#### Problem details:
Could you copy each line of the listing below that has the word "shelter"?

#### Input data:
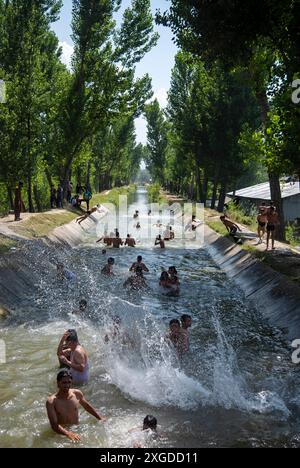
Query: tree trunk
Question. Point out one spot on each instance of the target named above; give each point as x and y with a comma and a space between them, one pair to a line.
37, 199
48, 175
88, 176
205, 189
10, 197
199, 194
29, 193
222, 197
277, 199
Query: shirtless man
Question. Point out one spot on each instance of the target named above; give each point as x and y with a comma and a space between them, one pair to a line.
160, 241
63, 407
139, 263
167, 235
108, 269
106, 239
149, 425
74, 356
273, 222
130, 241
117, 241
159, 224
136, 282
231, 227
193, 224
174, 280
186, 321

--

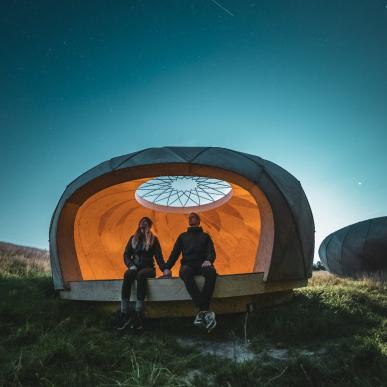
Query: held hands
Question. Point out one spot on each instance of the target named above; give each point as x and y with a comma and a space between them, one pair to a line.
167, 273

* * *

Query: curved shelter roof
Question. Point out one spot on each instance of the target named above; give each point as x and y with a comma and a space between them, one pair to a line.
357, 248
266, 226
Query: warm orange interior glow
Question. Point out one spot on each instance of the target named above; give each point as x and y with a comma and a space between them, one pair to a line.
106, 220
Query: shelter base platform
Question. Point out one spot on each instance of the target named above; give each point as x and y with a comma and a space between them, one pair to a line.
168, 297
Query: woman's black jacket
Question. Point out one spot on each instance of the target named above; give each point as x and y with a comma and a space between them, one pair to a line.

#### Result of the exercise:
Query: curved shelter roof
Query: shelter base platform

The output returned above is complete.